Document excerpt
Sunday, January 02, 2005

2004 Favourites

Given the tragic events in this part of the world I hesitated before posting this review of personal favourites from the old year. But the list was compiled a little while ago and I thought it should get an airing.

Favourite CD
Keith Jarrett, Gary Peacock and Jack DeJohnette, The Out-Of-Towners (2004). The estimable piano trio at the top of their form. The new album mixes standards with Jarrett originals, and the concluding track "It's All In The Game" is simply delicious.

Favourite Gig
Jun Cadiz Trio at Silungan, Manila. I missed 2004's North Sea Jazz Festival for the first time in a while and Kuala Lumpur is not exactly a hotbed of live jazz. So this is a very personal choice - a tribute to the infectious musicianship of three stalwarts of the lively Philippine jazz scene performing in a favourite venue.

Favourite Theatre Performance
"Ramakian" at the Joe Louis Puppet Theatre, Bangkok. An enthralling performance by puppeteers of a Thai version of the Indian epic, Ramayana, full of stunning choreography and witty characterisation.

Favourite Exhibition
"Picasso: War And Peace" at the Museu Picasso, Barcelona. A magnificent tribute to Picasso's lifelong engagement with the horrors of war. The centrepiece was a room devoted to the making of Guernica. But Picasso's paintings from the second world war are equally moving.

Favourite Museum
Museum Of Musical Instruments, Brussels. Housed in one of Brussels's lovely art deco buildings this unqiue museum not only exhibits musical instruments from round the world but also allows visitors to listen to hundreds of musical extracts through infra-red headphones. Great view from the roof cafe.

Apply what you read
a – Extract the passage of the 2004 favourites post from "Favourite Exhibition" to "the roof cafe.", copying it word for word.
b – List every category heading in the 2004 favourites post.
c – Carry on the 2004 favourites post from its last sentence.

Data extracted from a collection
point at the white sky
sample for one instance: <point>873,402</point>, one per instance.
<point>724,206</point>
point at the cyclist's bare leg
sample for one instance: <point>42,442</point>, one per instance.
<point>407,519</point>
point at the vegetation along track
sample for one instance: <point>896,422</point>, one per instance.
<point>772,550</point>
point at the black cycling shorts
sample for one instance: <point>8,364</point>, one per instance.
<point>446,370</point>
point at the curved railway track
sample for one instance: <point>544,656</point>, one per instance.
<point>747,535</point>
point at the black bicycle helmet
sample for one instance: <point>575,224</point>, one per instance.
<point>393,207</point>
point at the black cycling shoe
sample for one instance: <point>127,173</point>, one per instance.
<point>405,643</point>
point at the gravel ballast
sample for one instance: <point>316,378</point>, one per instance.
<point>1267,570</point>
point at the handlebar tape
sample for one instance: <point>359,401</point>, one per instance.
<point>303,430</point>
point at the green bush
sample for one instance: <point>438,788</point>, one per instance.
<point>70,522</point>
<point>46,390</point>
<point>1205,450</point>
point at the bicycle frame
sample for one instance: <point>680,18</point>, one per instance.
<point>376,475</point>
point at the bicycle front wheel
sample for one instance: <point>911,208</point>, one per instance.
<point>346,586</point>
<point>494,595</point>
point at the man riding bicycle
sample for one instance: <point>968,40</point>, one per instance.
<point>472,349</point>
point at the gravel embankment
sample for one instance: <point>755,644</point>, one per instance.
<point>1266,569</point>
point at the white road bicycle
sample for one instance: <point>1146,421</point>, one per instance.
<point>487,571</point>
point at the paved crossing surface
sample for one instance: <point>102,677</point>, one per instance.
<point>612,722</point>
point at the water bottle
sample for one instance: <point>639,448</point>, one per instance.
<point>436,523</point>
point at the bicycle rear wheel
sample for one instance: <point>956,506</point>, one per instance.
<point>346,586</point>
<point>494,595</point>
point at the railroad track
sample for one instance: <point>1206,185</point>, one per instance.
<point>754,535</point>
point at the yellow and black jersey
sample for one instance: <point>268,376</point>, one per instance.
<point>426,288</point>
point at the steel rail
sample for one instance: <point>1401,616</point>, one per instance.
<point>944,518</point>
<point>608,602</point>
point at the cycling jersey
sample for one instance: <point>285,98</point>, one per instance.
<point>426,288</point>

Per-task answers
a –
Favourite Exhibition
"Picasso: War And Peace" at the Museu Picasso, Barcelona. A magnificent tribute to Picasso's lifelong engagement with the horrors of war. The centrepiece was a room devoted to the making of Guernica. But Picasso's paintings from the second world war are equally moving.

Favourite Museum
Museum Of Musical Instruments, Brussels. Housed in one of Brussels's lovely art deco buildings this unqiue museum not only exhibits musical instruments from round the world but also allows visitors to listen to hundreds of musical extracts through infra-red headphones. Great view from the roof cafe.

b –
Favourite CD
Favourite Gig
Favourite Theatre Performance
Favourite Exhibition
Favourite Museum

c –
Favourite Film
I saw a lot of films this year but none was better than the re-issue of Gillo Pontecorvo's The Battle Of Algiers (1965). Both in terms of cinematic technique and language, as well as the moral questions he poses about war and resistance, nothing has surpassed Pontecorvo's unalloyed masterpiece.

Favourite Novels
A year of re-reading as well as catching up. In the first category there was William Faulkner's As I Lay Dying. No other modernist work better captures the tensions between isolation (the interior monologues of each of the characters) and mutual identity. I also read each of Philip Roth's masterful trilogy of American history, life and politics - the so-called Zuckerman books. I most enjoyed American Pastoral (1998), his epic account of the inter-generational clash spawned by the political turbulence of the late 1960s and 1970s. This is how Roth himself puts it: "
History is a very sudden thing ... I'm talking about the historical fire at the centre and how the smoke from that fire reaches into your house".

Favourite Poetry
Electric Light by Seamus Heaney (2002). Another great collection from a poet at the height of his powers - it
uses images of air, light and water and reflects of how different elements meet or mingle or come into conflict. Heaney has written on the making of the collection here.

Favourite Non-Fiction
After a break I went back to reading Southeast Asian history. There was nothing better than Victor Lieberman's Strange Parallels: Southeast Asia in Global Context, c. 800-1830 (2003). It's a really fascinating and original study of the longue dur
ée Eurasian connections which should set the terms of historiographical debate for the next decade. A second volume is promised.